# Sewer pipe and boxelder...



## WoodDance1618 (Oct 7, 2016)

I liked the look of the incredibly heavy sewer pipe sections at my local dump. I hauled on off and eventually made this from a scrap of boxelder.

Cheers.

Reactions: Like 5 | EyeCandy! 1 | Way Cool 5


----------



## WoodDance1618 (Oct 7, 2016)

It's actually pretty stable. I routed a groove for each pipe 1"+ deep and hammered them in, friction-fit. I can't seem to get them out for transport. It's solid.


----------



## Palaswood (Oct 7, 2016)

That's bada$$ !

Reactions: Thank You! 1


----------



## ripjack13 (Oct 7, 2016)

Cool looking bench....can you show pix of the underside?

Reactions: Agree 1


----------



## WoodDance1618 (Oct 7, 2016)

Bottom close-up shows the awesome texture on the pipe. Bottom is nice and clean. 

(Excuse the wires, Using as computer table while I backup hard drives and transfer data in preparation to move in 2 weeks.)

#### Listed entries

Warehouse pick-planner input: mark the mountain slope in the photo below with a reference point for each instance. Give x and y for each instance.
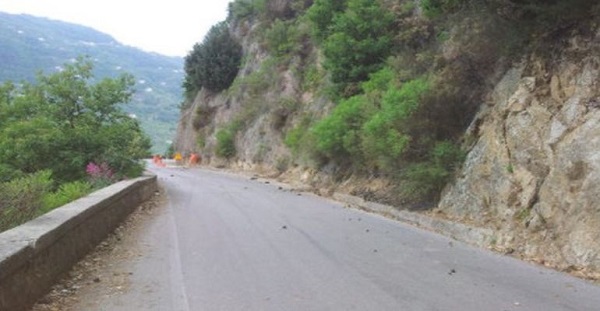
(31, 44)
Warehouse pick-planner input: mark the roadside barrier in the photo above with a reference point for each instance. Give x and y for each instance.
(35, 255)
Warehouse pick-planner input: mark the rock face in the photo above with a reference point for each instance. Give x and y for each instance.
(533, 174)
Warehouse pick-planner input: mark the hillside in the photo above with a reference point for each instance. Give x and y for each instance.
(31, 44)
(484, 113)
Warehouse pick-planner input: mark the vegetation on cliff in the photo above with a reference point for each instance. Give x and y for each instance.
(405, 78)
(63, 136)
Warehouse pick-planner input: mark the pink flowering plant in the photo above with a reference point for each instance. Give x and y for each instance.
(100, 175)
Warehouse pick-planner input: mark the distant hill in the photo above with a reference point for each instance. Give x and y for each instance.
(31, 44)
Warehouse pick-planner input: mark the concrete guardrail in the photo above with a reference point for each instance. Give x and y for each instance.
(34, 255)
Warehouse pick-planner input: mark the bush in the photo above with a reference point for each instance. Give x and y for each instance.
(66, 193)
(214, 63)
(337, 135)
(282, 37)
(425, 180)
(386, 135)
(246, 9)
(226, 143)
(22, 199)
(359, 39)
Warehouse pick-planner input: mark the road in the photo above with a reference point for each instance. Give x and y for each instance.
(225, 242)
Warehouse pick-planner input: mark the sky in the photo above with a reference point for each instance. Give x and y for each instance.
(170, 27)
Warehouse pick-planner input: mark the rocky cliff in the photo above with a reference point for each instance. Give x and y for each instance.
(532, 171)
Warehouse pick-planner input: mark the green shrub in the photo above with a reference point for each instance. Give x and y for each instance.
(226, 143)
(66, 193)
(246, 9)
(425, 180)
(337, 135)
(361, 39)
(282, 37)
(386, 134)
(214, 63)
(21, 199)
(321, 15)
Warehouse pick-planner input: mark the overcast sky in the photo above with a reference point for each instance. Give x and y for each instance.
(168, 27)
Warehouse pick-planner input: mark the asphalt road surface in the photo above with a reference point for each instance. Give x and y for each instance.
(225, 242)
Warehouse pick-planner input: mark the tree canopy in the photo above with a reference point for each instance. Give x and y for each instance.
(214, 63)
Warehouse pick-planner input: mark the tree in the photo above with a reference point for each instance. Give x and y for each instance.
(358, 39)
(64, 121)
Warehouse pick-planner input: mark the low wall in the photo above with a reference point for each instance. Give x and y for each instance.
(34, 255)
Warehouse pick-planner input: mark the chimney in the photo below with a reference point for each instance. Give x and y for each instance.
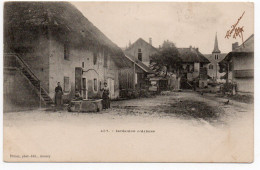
(234, 46)
(150, 41)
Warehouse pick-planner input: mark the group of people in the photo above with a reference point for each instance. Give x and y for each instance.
(105, 96)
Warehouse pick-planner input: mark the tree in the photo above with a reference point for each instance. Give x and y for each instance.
(167, 59)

#### Stated goal 1
Answer these from the sewer pipe bench thread:
(a) What wood was the bench made from?
(b) How deep was the groove routed for each pipe?
(c) What is the bench being used as while hard drives are backed up?
#### Stated goal 2
Please pick up the sewer pipe bench thread after its last post and write the next part.
The items come from a separate source.

#### Right answer 1
(a) Boxelder.
(b) 1"+ deep.
(c) A computer table.

#### Right answer 2
Reactions: Like 1


----------



## DKMD (Oct 7, 2016)

Too cool! I really like the contrast between wood and pipe.

Reactions: Thank You! 1


----------



## Spinartist (Oct 7, 2016)

Walter WoodDance, super genius.

Reactions: Like 1


----------



## HomeBody (Oct 8, 2016)

Industrial. Gary


----------



## WoodDance1618 (Oct 11, 2016)

Between packing, trips to storage, looking at possible real estate and talking on the phone all day, I did this.
Feeling massively relieved.
Will update with burl removal...perhaps I'll start a new thread since this one is "before I bother going to a lot of work"


----------



## WoodDance1618 (Oct 11, 2016)

THANK YOU WOODBARTER.

There's a good chance without your encouragement I just wouldn't have done this.
Seriously, not sending you this Burl for your reward, you'll just have to accept my gratitude.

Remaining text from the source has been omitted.